> **EXERCISE AIM**
Convert the data, from its first line through the line with "task: trace the outline of every instance of the green", into a Markdown table with the columns Row and Line, omitting any blank lines.

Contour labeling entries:
※

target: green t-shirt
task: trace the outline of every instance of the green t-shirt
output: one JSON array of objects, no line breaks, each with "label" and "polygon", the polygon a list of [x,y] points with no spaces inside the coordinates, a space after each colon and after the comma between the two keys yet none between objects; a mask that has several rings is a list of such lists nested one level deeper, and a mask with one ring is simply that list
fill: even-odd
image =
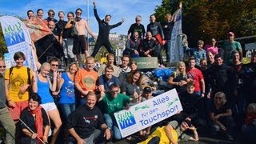
[{"label": "green t-shirt", "polygon": [[168,123],[168,125],[170,125],[178,133],[178,142],[181,141],[188,141],[190,138],[190,136],[187,135],[186,134],[183,133],[181,130],[180,126],[178,126],[178,123],[177,121],[171,121]]},{"label": "green t-shirt", "polygon": [[223,45],[223,50],[225,50],[225,63],[232,62],[231,53],[234,50],[238,50],[242,49],[241,44],[238,42],[234,41],[233,42],[227,42]]},{"label": "green t-shirt", "polygon": [[114,113],[123,110],[126,104],[130,102],[130,97],[122,94],[118,94],[114,98],[110,93],[106,93],[102,99],[106,108],[106,114],[114,118]]}]

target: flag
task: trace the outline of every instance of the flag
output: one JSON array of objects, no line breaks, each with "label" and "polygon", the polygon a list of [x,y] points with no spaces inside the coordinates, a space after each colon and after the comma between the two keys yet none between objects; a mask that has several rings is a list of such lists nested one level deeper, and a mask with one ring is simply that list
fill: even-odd
[{"label": "flag", "polygon": [[171,33],[170,50],[170,62],[178,62],[183,60],[183,47],[181,42],[180,35],[182,34],[182,10],[178,10],[176,22],[173,27]]},{"label": "flag", "polygon": [[30,36],[25,24],[18,18],[12,16],[0,17],[2,33],[10,58],[10,66],[16,66],[14,55],[22,51],[26,56],[24,66],[36,70],[35,61],[30,46]]}]

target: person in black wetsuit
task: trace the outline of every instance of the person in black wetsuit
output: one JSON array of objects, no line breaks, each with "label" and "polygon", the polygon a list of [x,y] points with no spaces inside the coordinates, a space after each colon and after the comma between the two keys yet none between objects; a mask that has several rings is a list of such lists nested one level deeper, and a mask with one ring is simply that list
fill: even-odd
[{"label": "person in black wetsuit", "polygon": [[109,25],[109,22],[111,19],[111,15],[110,14],[106,15],[104,20],[101,20],[97,13],[96,1],[94,1],[94,12],[98,23],[99,31],[94,52],[92,53],[91,56],[95,57],[102,46],[104,46],[109,53],[114,54],[109,39],[110,31],[111,29],[122,25],[122,23],[124,22],[124,18],[122,19],[122,22],[114,25]]}]

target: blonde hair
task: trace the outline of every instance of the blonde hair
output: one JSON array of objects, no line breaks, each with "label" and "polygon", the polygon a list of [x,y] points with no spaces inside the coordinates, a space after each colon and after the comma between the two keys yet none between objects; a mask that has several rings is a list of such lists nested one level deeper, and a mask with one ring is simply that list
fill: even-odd
[{"label": "blonde hair", "polygon": [[40,70],[46,68],[46,67],[49,67],[50,68],[50,65],[49,62],[44,62],[43,64],[41,65]]},{"label": "blonde hair", "polygon": [[216,97],[219,96],[222,97],[222,105],[223,106],[226,102],[226,96],[222,91],[218,91],[214,95],[214,104],[216,105]]},{"label": "blonde hair", "polygon": [[[179,66],[184,66],[184,71],[183,71],[183,72],[181,72],[181,71],[178,70],[178,69],[179,69]],[[174,72],[174,78],[176,78],[176,76],[179,75],[180,74],[182,74],[183,77],[186,77],[185,62],[183,62],[182,61],[180,61],[180,62],[177,64],[176,69],[177,69],[177,70]]]}]

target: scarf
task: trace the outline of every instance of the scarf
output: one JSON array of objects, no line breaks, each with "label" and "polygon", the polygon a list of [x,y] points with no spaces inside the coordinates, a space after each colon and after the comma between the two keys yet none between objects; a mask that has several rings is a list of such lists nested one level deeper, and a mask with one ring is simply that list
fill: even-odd
[{"label": "scarf", "polygon": [[[40,139],[42,139],[43,136],[43,119],[42,115],[42,106],[39,105],[36,109],[34,110],[31,110],[29,108],[29,112],[30,112],[31,114],[35,114],[35,128],[37,130],[38,137]],[[38,140],[38,143],[41,143],[39,140]]]}]

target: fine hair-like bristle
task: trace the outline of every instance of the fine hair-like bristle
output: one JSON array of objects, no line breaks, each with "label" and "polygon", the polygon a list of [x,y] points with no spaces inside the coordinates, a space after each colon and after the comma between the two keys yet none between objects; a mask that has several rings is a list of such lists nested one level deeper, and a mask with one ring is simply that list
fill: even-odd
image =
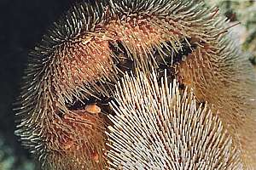
[{"label": "fine hair-like bristle", "polygon": [[[106,115],[114,114],[108,101],[119,99],[115,85],[126,71],[154,71],[160,78],[166,71],[168,80],[193,88],[197,103],[213,105],[212,111],[196,105],[201,111],[195,114],[226,129],[212,130],[223,142],[232,139],[245,167],[256,167],[255,74],[228,36],[227,23],[216,8],[194,0],[76,4],[31,53],[15,133],[45,168],[102,169],[111,123]],[[194,107],[189,99],[177,105]],[[236,157],[230,145],[219,149]]]},{"label": "fine hair-like bristle", "polygon": [[211,107],[154,72],[126,75],[108,127],[110,169],[241,169],[240,151]]}]

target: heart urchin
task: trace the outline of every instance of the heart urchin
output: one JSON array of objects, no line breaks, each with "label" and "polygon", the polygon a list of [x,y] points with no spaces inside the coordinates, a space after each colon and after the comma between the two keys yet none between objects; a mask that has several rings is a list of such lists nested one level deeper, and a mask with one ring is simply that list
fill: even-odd
[{"label": "heart urchin", "polygon": [[[116,161],[120,162],[118,166],[122,166],[124,160],[119,159],[125,157],[110,159],[108,155],[118,156],[122,155],[119,151],[125,152],[125,156],[139,158],[139,155],[143,155],[145,158],[146,150],[150,148],[143,145],[143,136],[137,131],[132,131],[130,137],[142,139],[140,147],[144,148],[134,148],[138,150],[137,156],[131,156],[135,150],[123,150],[115,153],[113,150],[117,145],[112,144],[121,144],[119,141],[125,139],[118,133],[106,135],[107,126],[120,123],[108,117],[109,115],[122,117],[130,113],[116,111],[108,103],[119,101],[118,107],[131,107],[117,97],[119,92],[115,88],[126,71],[137,76],[136,72],[140,71],[148,81],[155,71],[154,81],[157,82],[166,71],[166,83],[177,79],[189,91],[193,89],[196,101],[189,98],[177,100],[172,98],[175,95],[168,94],[157,94],[154,96],[155,99],[148,100],[162,105],[154,108],[156,105],[153,105],[150,108],[148,104],[143,107],[144,110],[159,109],[154,114],[160,116],[165,111],[172,112],[170,114],[173,122],[169,120],[171,124],[166,128],[161,128],[166,115],[157,122],[148,119],[148,126],[144,127],[148,127],[148,133],[154,127],[162,128],[162,133],[172,133],[165,137],[171,141],[167,145],[161,143],[164,137],[158,133],[152,132],[150,140],[155,148],[170,151],[165,153],[166,157],[156,153],[153,157],[148,156],[146,161],[136,161],[143,162],[138,162],[141,164],[148,162],[152,167],[154,162],[161,162],[162,165],[165,162],[170,165],[155,167],[171,168],[173,167],[171,164],[178,164],[182,167],[191,166],[192,169],[196,169],[197,165],[201,168],[235,169],[240,167],[241,160],[244,167],[253,167],[256,158],[255,75],[248,60],[226,33],[227,29],[226,21],[216,9],[207,8],[198,1],[102,0],[76,5],[54,24],[32,53],[18,102],[20,121],[16,134],[43,167],[49,169],[102,169],[108,165],[117,165]],[[141,88],[148,89],[144,86],[146,82],[147,79],[145,84],[138,80],[143,85]],[[134,90],[129,88],[128,82],[124,85],[127,86],[126,89]],[[142,99],[147,99],[153,95],[150,93],[154,93],[141,90],[134,91],[131,96],[135,102],[132,105],[137,105],[136,93],[144,93],[139,96]],[[125,95],[128,92],[122,93]],[[183,105],[194,110],[187,110],[190,115],[183,114],[179,110],[173,111],[170,105],[165,105],[167,103],[160,102],[160,98],[177,102],[172,104],[177,109]],[[195,107],[195,103],[207,103],[212,105],[212,111],[207,111],[207,106]],[[148,120],[148,114],[145,113],[137,113],[137,116],[142,116],[139,120]],[[196,122],[198,117],[203,117],[210,125],[202,122],[189,126],[189,122]],[[126,119],[129,122],[129,116]],[[178,119],[187,122],[180,126],[173,124],[180,123],[182,120]],[[121,125],[125,128],[125,124]],[[134,129],[140,128],[139,124],[133,126]],[[175,127],[176,131],[172,132],[172,127]],[[224,130],[218,130],[222,128]],[[178,131],[180,134],[172,134]],[[199,133],[212,135],[212,138],[199,138]],[[181,138],[181,134],[185,138],[183,145],[179,144],[180,139],[175,139]],[[187,143],[186,139],[193,135],[199,135],[195,137],[197,140]],[[216,140],[211,141],[214,138]],[[202,139],[209,140],[209,145],[202,144]],[[205,153],[197,148],[193,148],[195,151],[191,152],[192,147],[201,145],[206,148]],[[191,148],[186,152],[177,150],[175,147]],[[219,156],[216,158],[216,156]],[[188,156],[193,156],[194,160],[188,162],[189,164],[184,161]],[[212,161],[215,158],[216,162]]]}]

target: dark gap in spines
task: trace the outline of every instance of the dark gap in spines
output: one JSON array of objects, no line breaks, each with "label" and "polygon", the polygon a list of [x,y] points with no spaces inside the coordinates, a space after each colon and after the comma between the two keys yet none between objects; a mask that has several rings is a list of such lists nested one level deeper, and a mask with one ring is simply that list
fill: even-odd
[{"label": "dark gap in spines", "polygon": [[120,71],[121,74],[125,72],[130,73],[135,69],[134,60],[131,58],[131,52],[127,51],[122,42],[110,42],[108,47],[112,51],[115,67]]},{"label": "dark gap in spines", "polygon": [[160,78],[165,76],[165,71],[166,71],[168,83],[172,82],[176,78],[177,65],[184,61],[187,56],[196,48],[196,45],[191,43],[189,39],[182,40],[179,43],[175,42],[175,44],[176,47],[172,47],[171,42],[165,42],[159,45],[161,48],[160,50],[158,48],[154,48],[154,56],[159,65],[157,68],[159,82],[160,82]]}]

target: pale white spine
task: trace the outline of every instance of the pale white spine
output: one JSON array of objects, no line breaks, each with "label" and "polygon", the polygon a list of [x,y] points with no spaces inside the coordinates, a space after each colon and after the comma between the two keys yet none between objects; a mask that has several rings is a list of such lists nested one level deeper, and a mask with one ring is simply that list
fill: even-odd
[{"label": "pale white spine", "polygon": [[125,76],[107,133],[110,169],[241,169],[221,121],[166,76]]}]

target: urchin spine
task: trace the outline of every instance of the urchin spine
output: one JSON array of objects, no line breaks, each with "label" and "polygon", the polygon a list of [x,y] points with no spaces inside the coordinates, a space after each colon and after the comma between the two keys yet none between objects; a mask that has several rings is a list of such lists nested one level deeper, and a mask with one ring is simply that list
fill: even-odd
[{"label": "urchin spine", "polygon": [[126,75],[111,105],[110,169],[241,169],[240,150],[210,106],[166,75]]}]

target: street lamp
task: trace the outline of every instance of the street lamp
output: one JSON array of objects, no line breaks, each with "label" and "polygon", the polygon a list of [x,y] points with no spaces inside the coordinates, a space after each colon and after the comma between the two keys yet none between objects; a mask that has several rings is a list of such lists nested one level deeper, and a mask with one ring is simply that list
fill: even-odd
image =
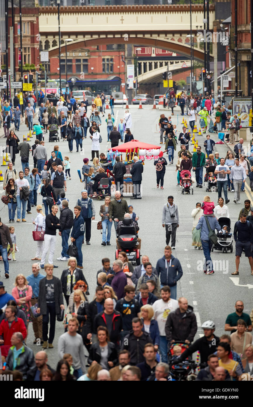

※

> **WORKED ANSWER**
| Row | Line |
|---|---|
| 1 | target: green t-shirt |
| 2 | task: trace the outline of every instance of the green t-shirt |